### Your objective
Pick out and copy every line in the rows below that contains the string "background". Case counts.

BEGIN Data records

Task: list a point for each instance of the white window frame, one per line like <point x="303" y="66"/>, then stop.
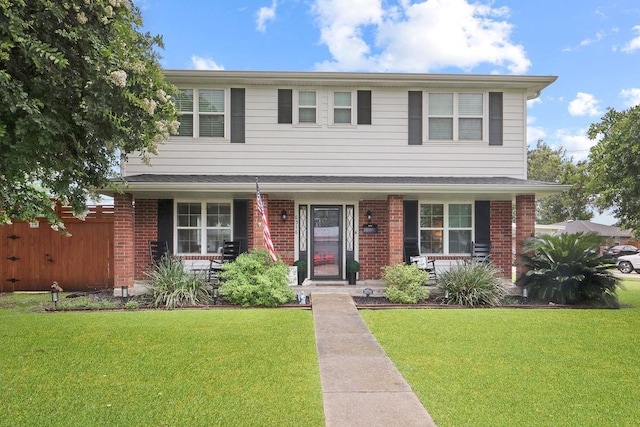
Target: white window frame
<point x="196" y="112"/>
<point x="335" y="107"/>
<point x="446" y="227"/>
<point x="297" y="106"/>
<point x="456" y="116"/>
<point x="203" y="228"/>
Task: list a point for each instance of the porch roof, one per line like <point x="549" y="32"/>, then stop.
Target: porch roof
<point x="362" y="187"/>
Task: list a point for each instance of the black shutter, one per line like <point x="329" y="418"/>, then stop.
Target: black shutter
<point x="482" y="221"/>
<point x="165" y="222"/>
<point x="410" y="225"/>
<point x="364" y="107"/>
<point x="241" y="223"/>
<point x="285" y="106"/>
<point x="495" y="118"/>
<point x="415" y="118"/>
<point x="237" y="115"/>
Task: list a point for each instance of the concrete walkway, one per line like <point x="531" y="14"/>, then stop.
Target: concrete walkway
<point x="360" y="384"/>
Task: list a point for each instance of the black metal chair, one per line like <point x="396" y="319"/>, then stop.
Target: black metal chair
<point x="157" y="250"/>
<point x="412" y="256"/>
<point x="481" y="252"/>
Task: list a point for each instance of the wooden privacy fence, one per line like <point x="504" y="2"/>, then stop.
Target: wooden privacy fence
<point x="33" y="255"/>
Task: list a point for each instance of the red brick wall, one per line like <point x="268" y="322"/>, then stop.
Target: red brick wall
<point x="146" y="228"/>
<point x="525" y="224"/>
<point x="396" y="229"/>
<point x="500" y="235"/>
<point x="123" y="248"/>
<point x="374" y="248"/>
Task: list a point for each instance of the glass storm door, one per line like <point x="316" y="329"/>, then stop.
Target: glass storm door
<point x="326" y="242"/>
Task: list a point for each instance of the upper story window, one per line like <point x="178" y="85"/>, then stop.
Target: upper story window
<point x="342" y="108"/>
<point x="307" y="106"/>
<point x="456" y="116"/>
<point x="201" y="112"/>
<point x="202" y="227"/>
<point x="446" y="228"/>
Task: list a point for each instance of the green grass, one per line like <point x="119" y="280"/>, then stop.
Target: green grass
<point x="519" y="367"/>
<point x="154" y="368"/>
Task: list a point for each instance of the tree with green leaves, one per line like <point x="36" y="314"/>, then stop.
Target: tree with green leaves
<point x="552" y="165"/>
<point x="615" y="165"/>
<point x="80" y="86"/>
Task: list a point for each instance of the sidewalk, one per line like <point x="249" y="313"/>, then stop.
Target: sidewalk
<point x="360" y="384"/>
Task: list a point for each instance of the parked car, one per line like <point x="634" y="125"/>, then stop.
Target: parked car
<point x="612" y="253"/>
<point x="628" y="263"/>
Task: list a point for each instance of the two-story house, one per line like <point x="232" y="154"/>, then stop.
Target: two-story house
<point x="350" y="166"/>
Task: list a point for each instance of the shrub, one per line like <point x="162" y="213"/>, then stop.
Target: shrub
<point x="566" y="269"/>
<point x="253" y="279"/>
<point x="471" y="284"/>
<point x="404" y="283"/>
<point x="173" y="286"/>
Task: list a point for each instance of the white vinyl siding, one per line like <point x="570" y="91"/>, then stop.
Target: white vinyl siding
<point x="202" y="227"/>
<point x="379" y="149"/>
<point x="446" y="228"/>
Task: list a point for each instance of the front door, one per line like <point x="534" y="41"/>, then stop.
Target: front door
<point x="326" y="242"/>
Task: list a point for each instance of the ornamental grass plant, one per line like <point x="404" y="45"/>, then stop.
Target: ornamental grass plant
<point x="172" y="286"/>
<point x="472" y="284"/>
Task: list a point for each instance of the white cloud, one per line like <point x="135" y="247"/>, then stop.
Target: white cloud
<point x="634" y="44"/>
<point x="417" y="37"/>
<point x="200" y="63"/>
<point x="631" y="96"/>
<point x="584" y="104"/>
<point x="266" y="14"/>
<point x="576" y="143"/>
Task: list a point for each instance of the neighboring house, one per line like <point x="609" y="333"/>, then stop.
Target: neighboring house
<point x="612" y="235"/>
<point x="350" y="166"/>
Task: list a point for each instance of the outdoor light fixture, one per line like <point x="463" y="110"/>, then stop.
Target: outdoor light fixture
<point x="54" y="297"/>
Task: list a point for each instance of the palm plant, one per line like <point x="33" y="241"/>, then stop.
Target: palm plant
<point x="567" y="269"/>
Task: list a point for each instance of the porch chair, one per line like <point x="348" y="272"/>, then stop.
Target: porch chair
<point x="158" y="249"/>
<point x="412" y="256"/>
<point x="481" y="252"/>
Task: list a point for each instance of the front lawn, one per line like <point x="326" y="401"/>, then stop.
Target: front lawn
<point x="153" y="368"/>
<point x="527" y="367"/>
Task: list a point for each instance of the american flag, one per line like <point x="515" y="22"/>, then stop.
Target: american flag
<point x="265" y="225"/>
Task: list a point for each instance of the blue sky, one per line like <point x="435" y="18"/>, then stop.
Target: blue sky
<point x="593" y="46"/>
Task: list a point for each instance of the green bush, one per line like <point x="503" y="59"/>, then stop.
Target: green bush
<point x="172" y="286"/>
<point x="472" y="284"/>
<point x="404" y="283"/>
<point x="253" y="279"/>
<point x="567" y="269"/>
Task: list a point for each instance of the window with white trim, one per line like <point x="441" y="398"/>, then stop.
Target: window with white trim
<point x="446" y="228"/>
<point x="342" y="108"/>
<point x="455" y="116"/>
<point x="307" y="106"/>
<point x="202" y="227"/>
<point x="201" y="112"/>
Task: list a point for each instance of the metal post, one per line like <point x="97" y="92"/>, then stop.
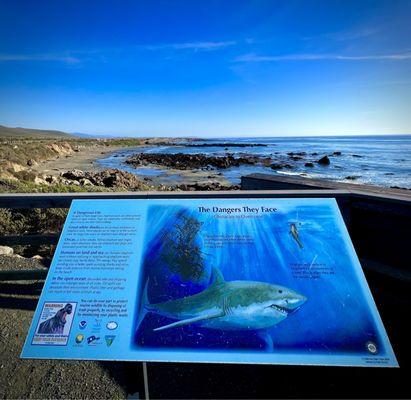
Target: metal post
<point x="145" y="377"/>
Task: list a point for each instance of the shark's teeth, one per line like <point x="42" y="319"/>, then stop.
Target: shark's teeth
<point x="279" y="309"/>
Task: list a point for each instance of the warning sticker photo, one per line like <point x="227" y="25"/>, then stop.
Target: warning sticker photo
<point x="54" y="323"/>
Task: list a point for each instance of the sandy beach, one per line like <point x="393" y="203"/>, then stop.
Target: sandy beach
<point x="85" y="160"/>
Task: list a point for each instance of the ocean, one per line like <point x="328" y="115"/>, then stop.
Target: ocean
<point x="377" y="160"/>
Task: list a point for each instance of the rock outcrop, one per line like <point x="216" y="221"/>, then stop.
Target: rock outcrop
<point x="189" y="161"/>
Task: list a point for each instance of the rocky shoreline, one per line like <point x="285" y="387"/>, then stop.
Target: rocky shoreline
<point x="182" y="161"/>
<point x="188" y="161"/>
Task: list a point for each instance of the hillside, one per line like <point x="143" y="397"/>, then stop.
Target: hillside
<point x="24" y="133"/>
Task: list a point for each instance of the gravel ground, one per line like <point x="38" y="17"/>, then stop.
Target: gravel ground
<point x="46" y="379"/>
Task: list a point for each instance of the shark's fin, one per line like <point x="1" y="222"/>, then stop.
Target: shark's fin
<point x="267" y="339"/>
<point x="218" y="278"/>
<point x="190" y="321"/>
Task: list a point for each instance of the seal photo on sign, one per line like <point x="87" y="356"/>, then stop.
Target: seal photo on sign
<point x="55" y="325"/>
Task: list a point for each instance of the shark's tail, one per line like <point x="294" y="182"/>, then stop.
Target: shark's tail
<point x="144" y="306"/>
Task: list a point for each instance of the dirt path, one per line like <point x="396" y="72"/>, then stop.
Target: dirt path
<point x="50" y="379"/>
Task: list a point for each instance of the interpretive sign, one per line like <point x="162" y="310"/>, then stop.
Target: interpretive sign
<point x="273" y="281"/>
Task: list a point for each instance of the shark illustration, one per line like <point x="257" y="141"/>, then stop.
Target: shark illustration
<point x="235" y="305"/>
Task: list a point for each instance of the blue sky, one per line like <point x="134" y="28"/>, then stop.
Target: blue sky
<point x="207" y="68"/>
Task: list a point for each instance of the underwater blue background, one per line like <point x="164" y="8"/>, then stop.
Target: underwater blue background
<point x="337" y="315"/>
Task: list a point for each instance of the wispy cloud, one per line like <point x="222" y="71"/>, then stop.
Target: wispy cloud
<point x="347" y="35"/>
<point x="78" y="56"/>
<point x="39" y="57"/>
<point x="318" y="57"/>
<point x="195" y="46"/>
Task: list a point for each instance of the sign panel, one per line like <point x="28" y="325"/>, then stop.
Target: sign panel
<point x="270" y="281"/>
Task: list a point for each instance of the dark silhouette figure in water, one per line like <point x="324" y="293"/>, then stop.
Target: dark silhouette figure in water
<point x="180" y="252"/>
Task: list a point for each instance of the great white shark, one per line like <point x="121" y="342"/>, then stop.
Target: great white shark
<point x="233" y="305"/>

END Data records
BEGIN Data records

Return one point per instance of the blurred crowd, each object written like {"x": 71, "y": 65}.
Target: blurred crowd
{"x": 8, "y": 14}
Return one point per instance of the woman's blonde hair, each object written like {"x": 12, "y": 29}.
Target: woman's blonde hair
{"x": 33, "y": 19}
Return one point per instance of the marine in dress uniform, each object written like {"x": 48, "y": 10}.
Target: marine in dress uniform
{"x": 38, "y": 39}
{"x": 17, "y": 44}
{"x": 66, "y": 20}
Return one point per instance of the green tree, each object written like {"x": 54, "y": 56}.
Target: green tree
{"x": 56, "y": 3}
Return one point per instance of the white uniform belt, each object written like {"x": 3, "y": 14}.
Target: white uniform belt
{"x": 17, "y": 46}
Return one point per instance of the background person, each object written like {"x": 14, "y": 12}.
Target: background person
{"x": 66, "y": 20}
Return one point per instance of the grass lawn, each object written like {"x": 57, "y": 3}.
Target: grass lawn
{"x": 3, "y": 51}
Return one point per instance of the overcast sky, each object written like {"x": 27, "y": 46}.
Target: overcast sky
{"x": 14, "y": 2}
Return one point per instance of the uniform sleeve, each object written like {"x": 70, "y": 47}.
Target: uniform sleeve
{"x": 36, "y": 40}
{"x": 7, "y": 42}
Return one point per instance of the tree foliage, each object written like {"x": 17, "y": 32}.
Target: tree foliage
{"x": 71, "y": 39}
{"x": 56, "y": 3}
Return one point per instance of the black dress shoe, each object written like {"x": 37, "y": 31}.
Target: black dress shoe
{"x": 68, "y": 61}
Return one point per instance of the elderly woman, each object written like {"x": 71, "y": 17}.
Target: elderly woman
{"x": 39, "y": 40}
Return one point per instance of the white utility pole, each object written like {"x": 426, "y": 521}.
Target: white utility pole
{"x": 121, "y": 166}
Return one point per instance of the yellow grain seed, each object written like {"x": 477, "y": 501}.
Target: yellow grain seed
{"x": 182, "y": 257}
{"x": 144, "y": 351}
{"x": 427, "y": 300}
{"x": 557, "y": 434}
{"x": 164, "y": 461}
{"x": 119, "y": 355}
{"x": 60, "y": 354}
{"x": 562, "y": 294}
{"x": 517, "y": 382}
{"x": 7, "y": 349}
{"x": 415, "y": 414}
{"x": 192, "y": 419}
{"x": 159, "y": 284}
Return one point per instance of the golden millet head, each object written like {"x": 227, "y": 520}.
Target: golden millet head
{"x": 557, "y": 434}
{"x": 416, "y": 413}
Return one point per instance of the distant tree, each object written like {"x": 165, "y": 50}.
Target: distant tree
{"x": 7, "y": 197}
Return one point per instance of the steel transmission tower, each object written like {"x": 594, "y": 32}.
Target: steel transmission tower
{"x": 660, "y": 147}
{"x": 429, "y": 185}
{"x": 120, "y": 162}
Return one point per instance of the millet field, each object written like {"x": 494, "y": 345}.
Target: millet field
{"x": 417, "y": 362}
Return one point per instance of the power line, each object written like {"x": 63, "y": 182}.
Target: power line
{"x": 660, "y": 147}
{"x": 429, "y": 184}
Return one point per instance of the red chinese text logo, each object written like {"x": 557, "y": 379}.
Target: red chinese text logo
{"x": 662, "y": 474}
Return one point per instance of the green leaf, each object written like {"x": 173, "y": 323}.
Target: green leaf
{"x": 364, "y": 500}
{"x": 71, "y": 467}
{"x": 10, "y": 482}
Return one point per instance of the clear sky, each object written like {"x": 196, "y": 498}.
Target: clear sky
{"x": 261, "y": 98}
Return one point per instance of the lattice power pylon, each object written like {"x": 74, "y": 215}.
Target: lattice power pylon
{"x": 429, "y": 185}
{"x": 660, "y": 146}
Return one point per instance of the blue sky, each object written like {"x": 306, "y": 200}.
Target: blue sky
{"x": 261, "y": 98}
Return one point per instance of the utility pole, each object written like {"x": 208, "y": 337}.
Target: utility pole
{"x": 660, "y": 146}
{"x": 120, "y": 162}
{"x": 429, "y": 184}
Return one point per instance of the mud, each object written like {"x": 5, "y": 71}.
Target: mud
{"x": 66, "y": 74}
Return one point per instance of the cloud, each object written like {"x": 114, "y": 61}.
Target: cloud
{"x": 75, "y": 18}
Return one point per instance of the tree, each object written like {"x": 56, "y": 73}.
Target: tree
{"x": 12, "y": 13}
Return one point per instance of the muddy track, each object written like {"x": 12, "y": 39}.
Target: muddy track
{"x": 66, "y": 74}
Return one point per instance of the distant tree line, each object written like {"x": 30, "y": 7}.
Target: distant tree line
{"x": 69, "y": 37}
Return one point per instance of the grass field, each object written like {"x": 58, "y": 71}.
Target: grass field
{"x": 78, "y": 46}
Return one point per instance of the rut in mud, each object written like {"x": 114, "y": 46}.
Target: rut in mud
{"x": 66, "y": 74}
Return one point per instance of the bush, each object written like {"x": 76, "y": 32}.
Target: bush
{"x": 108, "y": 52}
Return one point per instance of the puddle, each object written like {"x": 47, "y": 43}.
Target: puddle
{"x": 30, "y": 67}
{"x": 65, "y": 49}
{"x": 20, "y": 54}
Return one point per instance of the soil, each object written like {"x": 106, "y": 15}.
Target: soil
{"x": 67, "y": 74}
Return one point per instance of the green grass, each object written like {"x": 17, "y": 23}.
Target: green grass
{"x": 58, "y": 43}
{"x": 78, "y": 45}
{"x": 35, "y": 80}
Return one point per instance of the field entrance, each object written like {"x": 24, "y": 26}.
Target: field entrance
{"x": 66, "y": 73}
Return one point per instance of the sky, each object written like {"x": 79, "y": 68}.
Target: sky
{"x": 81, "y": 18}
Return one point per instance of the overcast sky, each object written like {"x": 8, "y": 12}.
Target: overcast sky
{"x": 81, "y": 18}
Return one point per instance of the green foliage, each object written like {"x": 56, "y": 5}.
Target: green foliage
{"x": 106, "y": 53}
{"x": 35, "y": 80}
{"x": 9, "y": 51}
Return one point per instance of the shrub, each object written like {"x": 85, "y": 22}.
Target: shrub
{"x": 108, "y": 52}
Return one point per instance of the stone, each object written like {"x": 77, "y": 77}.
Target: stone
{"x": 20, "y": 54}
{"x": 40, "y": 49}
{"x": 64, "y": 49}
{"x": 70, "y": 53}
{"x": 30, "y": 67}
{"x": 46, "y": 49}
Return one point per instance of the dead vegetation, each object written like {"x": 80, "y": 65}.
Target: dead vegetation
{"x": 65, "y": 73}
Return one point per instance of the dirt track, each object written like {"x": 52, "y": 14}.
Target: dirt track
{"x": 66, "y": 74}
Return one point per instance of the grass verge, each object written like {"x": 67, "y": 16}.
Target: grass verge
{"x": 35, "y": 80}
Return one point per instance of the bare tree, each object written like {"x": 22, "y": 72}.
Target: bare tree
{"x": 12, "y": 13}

END Data records

### Exercise answer
Task: list a point for each instance of the underwater blue background, one per line like <point x="164" y="8"/>, then stop.
Target: underwater blue background
Return one point per instance of the background person, each object written like {"x": 14, "y": 12}.
Target: background person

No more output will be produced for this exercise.